課題 1: ランドクルーザーの記事の内容を2文にまとめてください。

━━━━━ 原文資料 ━━━━━

トヨタ自動車は8月2日(日本時間)、新型ランドクルーザー (以下、ランクル)“250”シリーズを世界初公開した。なお、日本では特別仕様車「First Edition」を含め、2024年前半の発売を予定していると云う。
また併せて、ヘビーデューティーモデルの“70”を今冬、継続販売モデルとして日本に再導入(予定)することを発表。これにより、日本で再びランクル全3シリーズが揃うこととなる。
トヨタBJ型として1951年8月1日に誕生し、今年、シリーズ生誕72周年を迎えたランクルは、常に最新技術を導入しフラッグシップとして進化を担うステーションワゴン(“300”シリーズ)と、高い耐久性と走破性が求められるヘビーデューティーモデル(“70”シリーズ)、そして悪路走破性をベースに扱いやすさと快適性を付与し、人々の生活と実用を支えるライトデューティーモデル(”プラド”)と、これまで3シリーズを展開。現在までに約170の国と地域で、累計1,130万台(*1)が販売されていると云う。
*1:2023年6月時点。累計販売台数にはレクサス(LEXUS)LXおよびGXを含む。
Ⅰ.ランドクルーザー“250”シリーズの車両概要
ライトデューティー系クロスカントリー車では、世代が進化するごとに高級・豪華な路線にシフトする傾向にあるが、今回の“250”シリーズの開発に当たっては、商品の最終責任者である豊田章男社長(当時)から「ランクルは人々の生活、地域社会を支えるためのクルマであるべきで、より多くの人の生活を支えるライトデューティーモデルはお客様が求める本来の姿に戻す必要がある」という基本的な考え方が提示されたと云う。

━━━━━ 提供データ ━━━━━

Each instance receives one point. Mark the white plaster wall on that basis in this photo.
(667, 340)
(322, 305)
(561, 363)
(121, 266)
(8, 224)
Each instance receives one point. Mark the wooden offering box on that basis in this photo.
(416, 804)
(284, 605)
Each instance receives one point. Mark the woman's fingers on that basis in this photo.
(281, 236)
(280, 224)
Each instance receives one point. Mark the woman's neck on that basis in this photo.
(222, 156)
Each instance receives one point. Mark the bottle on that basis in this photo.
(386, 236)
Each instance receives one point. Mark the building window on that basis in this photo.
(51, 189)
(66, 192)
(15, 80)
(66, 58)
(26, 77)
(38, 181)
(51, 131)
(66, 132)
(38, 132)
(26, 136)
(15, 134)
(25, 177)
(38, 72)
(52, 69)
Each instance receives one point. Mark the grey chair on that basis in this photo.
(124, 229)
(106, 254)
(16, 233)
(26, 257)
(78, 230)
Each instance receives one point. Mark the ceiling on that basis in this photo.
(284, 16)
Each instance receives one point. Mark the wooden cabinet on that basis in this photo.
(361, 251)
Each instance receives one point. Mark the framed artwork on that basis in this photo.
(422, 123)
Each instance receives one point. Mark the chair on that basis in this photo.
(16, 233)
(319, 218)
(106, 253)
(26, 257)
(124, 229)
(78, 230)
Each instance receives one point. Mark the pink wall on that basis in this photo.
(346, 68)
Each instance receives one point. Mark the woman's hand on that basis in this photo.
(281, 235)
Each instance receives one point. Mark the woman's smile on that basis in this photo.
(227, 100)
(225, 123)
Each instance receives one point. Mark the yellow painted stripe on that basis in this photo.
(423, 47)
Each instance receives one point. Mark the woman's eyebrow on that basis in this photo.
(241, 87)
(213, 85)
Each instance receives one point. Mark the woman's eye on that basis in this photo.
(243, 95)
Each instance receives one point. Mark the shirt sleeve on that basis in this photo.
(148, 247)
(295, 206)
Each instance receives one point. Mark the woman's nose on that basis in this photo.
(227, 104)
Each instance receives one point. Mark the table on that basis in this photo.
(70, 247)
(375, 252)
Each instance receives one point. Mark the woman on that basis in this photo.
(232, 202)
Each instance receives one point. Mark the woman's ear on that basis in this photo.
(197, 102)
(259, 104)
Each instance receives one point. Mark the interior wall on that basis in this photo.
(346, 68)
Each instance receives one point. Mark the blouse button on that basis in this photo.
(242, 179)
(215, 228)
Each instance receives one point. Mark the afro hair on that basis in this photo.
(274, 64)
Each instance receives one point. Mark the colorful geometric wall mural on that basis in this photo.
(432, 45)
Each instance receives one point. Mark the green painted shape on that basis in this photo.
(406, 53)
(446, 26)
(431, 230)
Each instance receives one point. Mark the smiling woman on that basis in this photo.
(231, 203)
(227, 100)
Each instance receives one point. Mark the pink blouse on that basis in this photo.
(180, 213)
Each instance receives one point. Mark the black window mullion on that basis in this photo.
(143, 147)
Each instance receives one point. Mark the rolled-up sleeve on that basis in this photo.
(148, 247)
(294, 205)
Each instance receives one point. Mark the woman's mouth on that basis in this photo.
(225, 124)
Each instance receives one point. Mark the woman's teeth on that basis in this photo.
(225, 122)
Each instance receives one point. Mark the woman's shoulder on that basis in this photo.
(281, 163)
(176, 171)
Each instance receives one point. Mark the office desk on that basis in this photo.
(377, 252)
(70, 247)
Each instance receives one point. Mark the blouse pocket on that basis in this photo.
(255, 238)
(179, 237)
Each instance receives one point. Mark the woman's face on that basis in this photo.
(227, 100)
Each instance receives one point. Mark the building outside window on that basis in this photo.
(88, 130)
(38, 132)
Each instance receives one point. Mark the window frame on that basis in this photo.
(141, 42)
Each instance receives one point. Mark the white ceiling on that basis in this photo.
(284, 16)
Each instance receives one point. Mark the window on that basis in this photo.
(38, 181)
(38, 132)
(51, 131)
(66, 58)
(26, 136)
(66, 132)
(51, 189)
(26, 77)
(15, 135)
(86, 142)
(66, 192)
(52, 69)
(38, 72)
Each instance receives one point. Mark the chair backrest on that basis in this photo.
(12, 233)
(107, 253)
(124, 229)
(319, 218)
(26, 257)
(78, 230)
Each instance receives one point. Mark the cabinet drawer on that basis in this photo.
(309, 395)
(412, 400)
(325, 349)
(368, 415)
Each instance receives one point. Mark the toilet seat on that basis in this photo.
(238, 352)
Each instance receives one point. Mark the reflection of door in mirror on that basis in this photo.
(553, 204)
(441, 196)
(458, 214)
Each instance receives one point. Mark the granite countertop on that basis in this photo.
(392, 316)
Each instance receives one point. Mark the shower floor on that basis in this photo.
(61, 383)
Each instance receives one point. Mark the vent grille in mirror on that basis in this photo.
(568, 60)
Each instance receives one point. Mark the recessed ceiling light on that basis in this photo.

━━━━━

課題 2: 上のデータの行から、語「wooden」を含むものをすべて選び出し、そのまま書き写すこと。

正答 1: トヨタ自動車は8月2日、新型ランドクルーザー“250”シリーズを世界初公開し、日本では特別仕様車「First Edition」を含めて2024年前半の発売を予定している。あわせてヘビーデューティーモデルの“70”を今冬、継続販売モデルとして日本に再導入する予定だと発表し、これにより日本で再びランクル全3シリーズが揃うこととなる。

正答 2:
Each instance receives one point. Mark the wooden offering box on that basis in this photo.
Each instance receives one point. Mark the wooden cabinet on that basis in this photo.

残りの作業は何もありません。